━━━ DATA UNDER STUDY ━━━

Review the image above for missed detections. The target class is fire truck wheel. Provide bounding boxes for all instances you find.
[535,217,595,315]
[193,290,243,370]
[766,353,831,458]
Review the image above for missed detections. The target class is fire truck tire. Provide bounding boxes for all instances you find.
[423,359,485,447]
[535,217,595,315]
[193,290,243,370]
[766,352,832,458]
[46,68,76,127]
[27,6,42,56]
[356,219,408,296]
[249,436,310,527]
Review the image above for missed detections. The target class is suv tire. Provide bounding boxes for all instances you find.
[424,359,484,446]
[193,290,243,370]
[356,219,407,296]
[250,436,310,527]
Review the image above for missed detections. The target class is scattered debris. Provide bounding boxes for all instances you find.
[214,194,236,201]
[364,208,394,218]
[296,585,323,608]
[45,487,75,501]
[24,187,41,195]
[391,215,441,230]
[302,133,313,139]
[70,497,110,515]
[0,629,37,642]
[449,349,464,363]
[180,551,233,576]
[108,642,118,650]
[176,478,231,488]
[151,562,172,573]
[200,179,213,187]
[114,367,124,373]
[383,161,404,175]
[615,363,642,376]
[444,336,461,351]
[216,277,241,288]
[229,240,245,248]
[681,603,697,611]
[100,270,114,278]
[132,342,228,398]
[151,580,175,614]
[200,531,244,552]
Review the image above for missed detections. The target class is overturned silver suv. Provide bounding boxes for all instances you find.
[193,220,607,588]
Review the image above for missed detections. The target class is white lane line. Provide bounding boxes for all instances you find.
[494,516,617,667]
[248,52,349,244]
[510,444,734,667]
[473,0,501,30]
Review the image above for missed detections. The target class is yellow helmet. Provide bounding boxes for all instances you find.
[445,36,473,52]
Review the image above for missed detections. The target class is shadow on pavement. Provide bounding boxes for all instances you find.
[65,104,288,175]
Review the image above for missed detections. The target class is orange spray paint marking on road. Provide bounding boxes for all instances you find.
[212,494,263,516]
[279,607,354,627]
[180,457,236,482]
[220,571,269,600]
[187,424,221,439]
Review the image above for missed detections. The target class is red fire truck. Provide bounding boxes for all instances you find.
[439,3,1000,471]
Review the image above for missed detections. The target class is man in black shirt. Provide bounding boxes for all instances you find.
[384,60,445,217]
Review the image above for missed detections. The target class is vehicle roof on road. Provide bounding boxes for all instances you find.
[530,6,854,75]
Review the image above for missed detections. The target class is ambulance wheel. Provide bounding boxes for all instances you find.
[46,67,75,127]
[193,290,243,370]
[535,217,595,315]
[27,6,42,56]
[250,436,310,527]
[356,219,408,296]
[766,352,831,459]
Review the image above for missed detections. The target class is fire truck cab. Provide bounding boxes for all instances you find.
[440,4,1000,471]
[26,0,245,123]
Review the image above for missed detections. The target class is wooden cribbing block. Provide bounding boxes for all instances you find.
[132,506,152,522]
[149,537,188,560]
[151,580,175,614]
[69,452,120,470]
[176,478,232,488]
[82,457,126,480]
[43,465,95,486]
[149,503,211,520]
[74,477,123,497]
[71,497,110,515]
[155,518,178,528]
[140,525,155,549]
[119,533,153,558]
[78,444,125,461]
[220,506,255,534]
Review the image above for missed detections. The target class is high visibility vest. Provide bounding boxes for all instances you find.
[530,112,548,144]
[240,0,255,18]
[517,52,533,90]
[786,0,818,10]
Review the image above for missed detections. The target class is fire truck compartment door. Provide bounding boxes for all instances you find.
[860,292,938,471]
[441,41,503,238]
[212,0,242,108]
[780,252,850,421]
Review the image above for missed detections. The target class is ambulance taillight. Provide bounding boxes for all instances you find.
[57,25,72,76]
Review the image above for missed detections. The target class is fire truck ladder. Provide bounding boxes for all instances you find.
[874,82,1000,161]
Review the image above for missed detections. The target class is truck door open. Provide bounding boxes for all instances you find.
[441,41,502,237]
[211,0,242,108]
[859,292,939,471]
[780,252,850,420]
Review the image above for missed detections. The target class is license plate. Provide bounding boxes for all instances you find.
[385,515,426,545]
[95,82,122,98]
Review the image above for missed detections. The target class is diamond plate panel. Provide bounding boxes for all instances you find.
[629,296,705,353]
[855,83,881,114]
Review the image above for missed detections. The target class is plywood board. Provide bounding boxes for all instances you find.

━━━

*EXERCISE DIRECTIONS:*
Reproduce every record that appears above, keeping the wording exact.

*ANSWER BELOW:*
Review the image above for missed detections. The target class is fire truck wheel. Provide bounding boxes for all instances you find.
[535,217,595,315]
[193,290,243,370]
[766,353,831,458]
Review the image above for missed detections. The target class is fire truck tire. Provide bounding boxes for all instances you find.
[423,359,485,447]
[535,217,595,315]
[193,290,243,370]
[766,352,832,458]
[46,68,76,127]
[27,6,42,56]
[356,219,408,296]
[249,436,310,527]
Review the image above for missed detections. The target class is suv tire. Provide bounding boxes for all instances you find.
[424,359,484,446]
[193,290,243,370]
[356,219,407,296]
[250,436,310,527]
Review the image above for missed detections. The target class is scattered debris. Provide bounding boxes for all instances you find.
[214,194,236,201]
[364,208,394,218]
[296,585,323,608]
[45,487,75,501]
[24,187,41,195]
[391,215,441,230]
[302,133,313,139]
[70,497,110,515]
[0,629,37,642]
[449,349,464,363]
[180,551,233,576]
[108,642,118,650]
[176,478,231,488]
[151,562,172,573]
[200,179,213,187]
[114,367,124,373]
[383,161,404,175]
[615,363,642,376]
[444,336,461,351]
[216,277,241,288]
[229,240,245,248]
[681,603,697,611]
[100,270,114,278]
[132,342,228,398]
[151,580,175,614]
[200,531,244,552]
Review the image above for missed detections. The target class is overturned silver suv. Provide bounding boxes for all instances you find.
[193,220,607,588]
Review the image above for missed detections. The target class is white lane line. Provide bounding boxes for all instances you find.
[494,516,617,667]
[248,52,349,244]
[510,444,734,667]
[473,0,501,30]
Review the image above for missed detections. The target class is yellow helmet. Provide bounding boxes for all instances you find.
[445,36,473,52]
Review the image above for missed detections. The target class is shadow on pavement. Provide bounding boxes for all instances you find.
[65,104,288,175]
Review the image above for missed detections. The target class is orange spray paint marking on road. Provide bounding boxes for all instances you find.
[212,494,263,516]
[279,607,354,627]
[180,457,236,482]
[220,571,269,600]
[187,424,221,439]
Review the image above for missed detections. The target class is red fire truck. Provide bounding boxes for all instances you find.
[439,3,1000,471]
Review the image above for missed detections. The target class is man in black shirt. Provide bounding boxes for all instances you find.
[384,60,445,217]
Review the image above for missed detections. The target class is vehicle roof on road. Provide bounding boxes for all instances you find.
[530,6,854,75]
Review the image above for missed detections. The target class is ambulance wheel. Provide bounding boxes for all instances you find.
[46,67,75,127]
[193,290,243,370]
[535,217,595,315]
[27,6,42,56]
[250,436,310,527]
[356,219,408,296]
[766,352,831,459]
Review the image above for missed detections. The target class is fire truck cab. Provide bounding boxes for all instances you find.
[440,4,1000,471]
[26,0,245,123]
Review the image above for missed detections. The target class is wooden cribbing block. Provide bounding boxes for all instances you find.
[132,506,152,522]
[149,537,188,560]
[151,580,175,614]
[69,452,120,470]
[176,478,232,488]
[82,457,126,480]
[43,465,95,486]
[149,503,211,520]
[74,477,123,497]
[71,497,110,515]
[155,518,178,528]
[140,525,155,549]
[119,533,153,558]
[78,444,125,461]
[220,506,255,534]
Review the image above for missed detections. The target class is high visibility vest. Provide bounding boxes for all instances you find.
[530,112,548,144]
[240,0,255,18]
[517,52,533,90]
[786,0,818,10]
Review the image above for missed detections. The target class is fire truck compartment door. Provide bounding boxes for all instances you find.
[860,292,938,471]
[441,41,503,238]
[212,0,242,108]
[780,252,850,421]
Review the image above for missed detections. The target class is ambulance taillight. Provide bounding boxes for all instances you find.
[57,25,72,76]
Review the image above for missed detections. The target class is fire truck ladder. Provide bounding boxes for all instances you find.
[874,82,1000,161]
Review the image above for missed detections. The target class is truck door open. Provide bounding boxes for all instances you find.
[441,41,502,237]
[211,0,242,108]
[859,292,939,471]
[780,252,850,420]
Review the image above for missed detections. The target class is license plate. Provide bounding boxes for all instances you find.
[385,515,426,545]
[95,82,122,98]
Review the image above for missed detections. The target class is diamond plate panel. Provide bounding boxes for all instances you find.
[629,296,705,353]
[855,83,881,114]
Review the image above for missed detections. The target class is plywood board. Provide bounding boxes for all instances you find.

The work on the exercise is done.